**Records supplied:**
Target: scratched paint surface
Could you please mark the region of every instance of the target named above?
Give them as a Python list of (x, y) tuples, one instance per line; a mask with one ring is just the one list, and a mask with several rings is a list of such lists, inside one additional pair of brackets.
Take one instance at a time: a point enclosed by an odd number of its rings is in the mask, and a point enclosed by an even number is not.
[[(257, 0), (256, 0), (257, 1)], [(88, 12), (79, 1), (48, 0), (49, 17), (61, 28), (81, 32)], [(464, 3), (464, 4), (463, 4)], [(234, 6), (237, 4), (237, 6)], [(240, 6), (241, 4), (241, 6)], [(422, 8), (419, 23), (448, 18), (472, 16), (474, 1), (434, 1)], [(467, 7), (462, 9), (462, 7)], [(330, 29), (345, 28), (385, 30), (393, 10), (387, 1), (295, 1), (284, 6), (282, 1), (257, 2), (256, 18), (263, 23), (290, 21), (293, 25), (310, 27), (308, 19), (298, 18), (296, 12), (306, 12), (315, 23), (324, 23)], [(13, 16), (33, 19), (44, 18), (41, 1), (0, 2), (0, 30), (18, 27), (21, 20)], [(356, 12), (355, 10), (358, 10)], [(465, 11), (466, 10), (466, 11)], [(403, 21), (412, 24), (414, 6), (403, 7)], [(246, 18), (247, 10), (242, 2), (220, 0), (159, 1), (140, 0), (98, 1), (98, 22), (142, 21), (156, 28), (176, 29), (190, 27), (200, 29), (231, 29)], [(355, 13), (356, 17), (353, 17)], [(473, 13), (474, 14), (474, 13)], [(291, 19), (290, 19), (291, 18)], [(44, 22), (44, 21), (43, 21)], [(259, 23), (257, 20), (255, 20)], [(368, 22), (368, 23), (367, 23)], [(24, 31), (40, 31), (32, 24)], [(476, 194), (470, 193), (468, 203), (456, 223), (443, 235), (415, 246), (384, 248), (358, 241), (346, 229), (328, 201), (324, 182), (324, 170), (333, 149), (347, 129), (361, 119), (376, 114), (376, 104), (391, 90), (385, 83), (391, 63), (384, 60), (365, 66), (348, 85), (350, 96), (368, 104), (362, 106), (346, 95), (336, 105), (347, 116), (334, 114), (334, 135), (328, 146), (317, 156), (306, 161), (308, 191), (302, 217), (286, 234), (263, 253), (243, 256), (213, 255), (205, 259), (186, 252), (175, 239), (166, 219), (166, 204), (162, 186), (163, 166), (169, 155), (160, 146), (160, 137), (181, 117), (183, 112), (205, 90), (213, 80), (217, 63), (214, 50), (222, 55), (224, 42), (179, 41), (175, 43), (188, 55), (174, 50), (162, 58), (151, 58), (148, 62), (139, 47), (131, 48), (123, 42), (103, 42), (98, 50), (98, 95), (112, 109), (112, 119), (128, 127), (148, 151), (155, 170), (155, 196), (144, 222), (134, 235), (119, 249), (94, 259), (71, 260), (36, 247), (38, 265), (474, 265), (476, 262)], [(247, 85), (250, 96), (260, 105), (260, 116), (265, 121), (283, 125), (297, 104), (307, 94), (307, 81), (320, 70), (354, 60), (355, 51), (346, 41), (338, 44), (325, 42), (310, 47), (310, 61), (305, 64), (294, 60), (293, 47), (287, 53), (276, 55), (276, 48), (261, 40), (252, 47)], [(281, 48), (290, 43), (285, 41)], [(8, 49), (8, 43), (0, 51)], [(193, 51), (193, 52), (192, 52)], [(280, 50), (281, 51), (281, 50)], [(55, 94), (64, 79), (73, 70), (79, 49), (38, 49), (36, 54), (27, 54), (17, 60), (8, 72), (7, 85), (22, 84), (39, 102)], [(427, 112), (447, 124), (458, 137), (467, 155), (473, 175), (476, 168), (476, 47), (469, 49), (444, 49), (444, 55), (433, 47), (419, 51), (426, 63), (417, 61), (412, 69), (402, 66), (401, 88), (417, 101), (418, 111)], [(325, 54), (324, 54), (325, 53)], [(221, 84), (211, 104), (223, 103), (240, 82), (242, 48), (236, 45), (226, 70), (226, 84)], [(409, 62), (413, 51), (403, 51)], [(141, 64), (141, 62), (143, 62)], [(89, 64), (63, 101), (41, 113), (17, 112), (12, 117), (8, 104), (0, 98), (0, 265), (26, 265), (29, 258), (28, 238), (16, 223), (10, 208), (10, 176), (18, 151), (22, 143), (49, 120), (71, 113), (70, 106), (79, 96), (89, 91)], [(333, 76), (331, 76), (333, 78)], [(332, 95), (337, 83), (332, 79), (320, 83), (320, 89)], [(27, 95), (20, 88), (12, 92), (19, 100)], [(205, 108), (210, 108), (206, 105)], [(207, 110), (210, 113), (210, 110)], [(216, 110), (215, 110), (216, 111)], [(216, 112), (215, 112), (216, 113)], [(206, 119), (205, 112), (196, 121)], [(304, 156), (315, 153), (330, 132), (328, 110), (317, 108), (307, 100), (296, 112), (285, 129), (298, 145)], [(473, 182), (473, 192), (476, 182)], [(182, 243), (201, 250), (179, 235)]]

**Written request:**
Retype the data in full and match it exactly.

**Correct output:**
Target: scratched paint surface
Could you please mark the region of every instance of the target named above?
Give them as a Python list of (x, y) tuples, one instance per line; a mask with one ring is just the one list, and a mask with several rings is a list of such lists, inside one additional pair of brackets.
Take one instance at a time: a point enclosed by an odd number of its rings is in the mask, and a point enclosed by an even number is not.
[[(257, 0), (256, 0), (257, 1)], [(88, 12), (79, 1), (48, 0), (49, 17), (61, 28), (81, 32)], [(464, 3), (464, 4), (463, 4)], [(234, 6), (237, 4), (237, 6)], [(240, 6), (241, 4), (241, 6)], [(422, 8), (419, 23), (448, 18), (472, 16), (474, 1), (434, 1)], [(467, 7), (462, 9), (462, 7)], [(330, 29), (345, 28), (385, 30), (393, 10), (387, 1), (295, 1), (284, 6), (282, 1), (257, 2), (256, 18), (263, 23), (290, 21), (293, 25), (310, 27), (308, 19), (298, 18), (296, 12), (306, 12), (315, 23), (324, 23)], [(13, 16), (33, 19), (44, 18), (41, 1), (0, 2), (0, 30), (18, 27), (21, 20)], [(356, 12), (355, 10), (358, 10)], [(465, 11), (466, 10), (466, 11)], [(403, 21), (412, 24), (414, 6), (403, 7)], [(246, 18), (247, 10), (242, 2), (220, 0), (159, 1), (140, 0), (98, 1), (98, 22), (142, 21), (156, 28), (176, 29), (190, 27), (200, 29), (231, 29)], [(355, 13), (356, 17), (353, 17)], [(473, 13), (474, 14), (474, 13)], [(291, 19), (290, 19), (291, 18)], [(44, 22), (44, 21), (43, 21)], [(259, 23), (257, 20), (255, 20)], [(368, 22), (368, 23), (367, 23)], [(24, 31), (40, 31), (32, 24)], [(476, 194), (470, 193), (468, 203), (456, 223), (443, 235), (415, 246), (384, 248), (358, 241), (346, 229), (328, 201), (324, 182), (324, 170), (333, 149), (347, 129), (361, 119), (376, 114), (376, 104), (391, 90), (385, 83), (391, 63), (384, 60), (365, 66), (348, 85), (350, 96), (368, 104), (362, 106), (346, 95), (336, 105), (347, 116), (334, 114), (334, 135), (328, 146), (317, 156), (306, 161), (308, 191), (302, 217), (286, 234), (263, 253), (243, 256), (213, 255), (205, 259), (186, 252), (175, 239), (166, 219), (166, 204), (162, 186), (163, 166), (169, 155), (160, 146), (160, 137), (181, 117), (183, 112), (205, 90), (213, 80), (217, 63), (214, 50), (222, 55), (224, 42), (179, 41), (175, 43), (188, 55), (174, 50), (162, 58), (151, 58), (148, 62), (139, 47), (131, 48), (123, 42), (103, 42), (98, 50), (98, 95), (112, 109), (112, 119), (128, 127), (148, 151), (155, 170), (155, 196), (144, 222), (134, 235), (119, 249), (94, 259), (71, 260), (36, 247), (38, 265), (474, 265), (476, 262)], [(247, 85), (250, 96), (260, 105), (260, 116), (265, 121), (283, 125), (297, 104), (307, 94), (307, 81), (320, 70), (354, 60), (355, 51), (346, 41), (338, 44), (325, 42), (310, 47), (310, 61), (305, 64), (294, 60), (293, 47), (287, 53), (276, 55), (276, 48), (261, 40), (252, 47)], [(281, 48), (290, 43), (285, 41)], [(8, 49), (8, 43), (0, 51)], [(193, 51), (193, 52), (192, 52)], [(280, 50), (281, 51), (281, 50)], [(55, 94), (64, 79), (73, 70), (79, 49), (38, 49), (36, 54), (27, 54), (17, 60), (8, 72), (7, 85), (22, 84), (39, 102)], [(427, 112), (447, 124), (458, 137), (467, 155), (473, 175), (476, 168), (476, 47), (469, 49), (444, 49), (444, 55), (433, 47), (419, 51), (426, 63), (417, 61), (412, 69), (402, 66), (401, 88), (417, 101), (418, 111)], [(325, 54), (324, 54), (325, 53)], [(221, 84), (211, 104), (223, 103), (240, 82), (242, 48), (236, 45), (226, 70), (226, 84)], [(409, 62), (413, 51), (403, 51)], [(141, 64), (141, 62), (143, 62)], [(89, 64), (63, 101), (41, 113), (17, 112), (12, 117), (8, 104), (0, 98), (0, 265), (26, 265), (29, 258), (28, 238), (16, 223), (10, 208), (10, 176), (18, 151), (22, 143), (49, 120), (71, 113), (70, 106), (79, 96), (89, 91)], [(333, 76), (331, 76), (333, 78)], [(332, 95), (337, 83), (332, 79), (320, 83), (320, 89)], [(27, 95), (20, 88), (12, 92), (19, 100)], [(205, 108), (210, 108), (206, 105)], [(207, 110), (210, 113), (210, 110)], [(216, 110), (215, 110), (216, 111)], [(216, 112), (215, 112), (216, 113)], [(206, 119), (205, 112), (196, 121)], [(304, 156), (315, 153), (330, 132), (328, 110), (317, 108), (307, 100), (296, 112), (285, 129), (298, 145)], [(473, 182), (473, 192), (476, 182)], [(182, 243), (201, 250), (179, 235)]]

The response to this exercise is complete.